### YOUR GOAL
Translate this sentence from the Huguenot Street guide below into Spanish: "Today, you can visit all seven stone houses in their original village setting."
*** DOCUMENT SECTION ***
Along the way, you’ll follow in the footsteps of the region’s first settlers – the Iroquois, Delaware and Mohican Indians. Many towns, streets and creeks in the Catskill area carry American Indian names. You’ll also take in the beauty that inspired both painters and novelists in the 1800s, including Washington Irving, who set his famous folktale, “Rip Van Winkle” in the Catskills. 

To get started, don your “comfy” walking shoes and visit these sites where history unfolds on foot. You’ll embark on a journey that has left its imprint on today. 

Ulster County 

Historical Huguenot Street

88 Huguenot Street, 

New Paltz; 845.255.1660

www.huguenotstreet.org

Recognized as the oldest authentic street in America, the seven stone houses on Huguenot Street - part of New Paltz’s 10-acre National Historic Landmark District - span over 300 years of history. They were the homes of the Huguenots-- Calvinist Protestants who fled religious persecution in France and what is now southern Belgium, during the 17th century. At first, they built small wood houses, which were replaced in the 1700s with sturdier stone dwellings. 

Today, you can visit all seven stone houses in their original village setting. Start at the DuBois Visitor Center, housed in a historic home that once served as a fort. You can purchase tour tickets at the center, browse special exhibitions and visit the museum shop.

Your walking tour of historic Huguenot Street will take you to the oldest surviving stone house, the original burial ground of the Huguenots, a reconstructed 1717 French church, and a house that is considered one of the best examples of Dutch stone architecture in the United States. Children will enjoy the replica of a wigwam that honors the area’s Esopus and Munsee Indian cultures.  

Historic Huguenot Street is open through October. Check the website for information on guided and private tours. The website lists events, special programming and gives updated Covid 19 guidelines. Download the Historic Huguenot Street walking tour app – a must if you are visiting the street on your own. It provides a wealth of historical narrative on each site.
*** End of DOCUMENT SECTION ***
*** RECORD EXTRACTS ***
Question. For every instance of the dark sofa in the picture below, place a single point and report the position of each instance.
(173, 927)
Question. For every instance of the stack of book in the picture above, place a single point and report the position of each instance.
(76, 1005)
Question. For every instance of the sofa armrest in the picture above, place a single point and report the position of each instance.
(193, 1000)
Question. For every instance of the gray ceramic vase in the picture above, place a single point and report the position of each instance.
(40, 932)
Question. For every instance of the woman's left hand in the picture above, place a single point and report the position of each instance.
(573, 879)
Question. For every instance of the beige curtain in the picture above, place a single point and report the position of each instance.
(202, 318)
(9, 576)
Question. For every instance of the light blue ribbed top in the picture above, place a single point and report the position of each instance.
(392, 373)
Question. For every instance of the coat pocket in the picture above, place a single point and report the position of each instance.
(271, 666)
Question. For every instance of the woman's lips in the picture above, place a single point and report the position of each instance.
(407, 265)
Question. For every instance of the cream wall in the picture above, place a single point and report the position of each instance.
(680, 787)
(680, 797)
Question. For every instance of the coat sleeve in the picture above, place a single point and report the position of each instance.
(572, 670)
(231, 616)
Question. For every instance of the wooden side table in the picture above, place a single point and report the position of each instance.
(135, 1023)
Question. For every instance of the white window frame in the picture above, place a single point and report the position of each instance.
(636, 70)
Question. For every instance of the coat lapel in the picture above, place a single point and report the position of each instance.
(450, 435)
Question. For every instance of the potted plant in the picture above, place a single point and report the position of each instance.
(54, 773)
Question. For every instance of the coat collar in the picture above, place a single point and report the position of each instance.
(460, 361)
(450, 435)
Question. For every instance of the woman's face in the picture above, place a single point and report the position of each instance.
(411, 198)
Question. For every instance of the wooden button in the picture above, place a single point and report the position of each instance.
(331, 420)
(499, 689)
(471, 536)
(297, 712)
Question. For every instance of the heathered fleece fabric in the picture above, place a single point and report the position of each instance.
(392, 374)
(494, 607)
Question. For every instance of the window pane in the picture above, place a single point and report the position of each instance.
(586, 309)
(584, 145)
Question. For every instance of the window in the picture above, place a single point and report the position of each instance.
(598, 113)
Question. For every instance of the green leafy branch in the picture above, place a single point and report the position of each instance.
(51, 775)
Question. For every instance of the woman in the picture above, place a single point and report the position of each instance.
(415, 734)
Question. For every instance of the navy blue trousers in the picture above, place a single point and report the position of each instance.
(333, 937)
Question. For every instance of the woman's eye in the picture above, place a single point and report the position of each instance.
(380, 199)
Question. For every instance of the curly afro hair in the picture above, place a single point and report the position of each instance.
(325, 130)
*** End of RECORD EXTRACTS ***
### TASK ANSWER
Hoy en día, puedes visitar las siete casas de piedra en su entorno original de aldea.